Task goal - Output each line of the material below as a numbered list, leaving out any blank lines.

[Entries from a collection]
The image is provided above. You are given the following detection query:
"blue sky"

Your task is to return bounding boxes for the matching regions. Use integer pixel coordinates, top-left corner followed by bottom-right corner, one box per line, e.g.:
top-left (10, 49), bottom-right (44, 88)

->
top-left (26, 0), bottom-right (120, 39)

Result below -
1. The image is provided above. You are given the following detection query:
2. "blue sky"
3. Your task is to return bounding boxes for the matching regions. Use integer pixel coordinates, top-left corner followed by bottom-right corner, one box per line, e.g.:
4. top-left (10, 49), bottom-right (44, 88)
5. ->
6. top-left (26, 0), bottom-right (120, 39)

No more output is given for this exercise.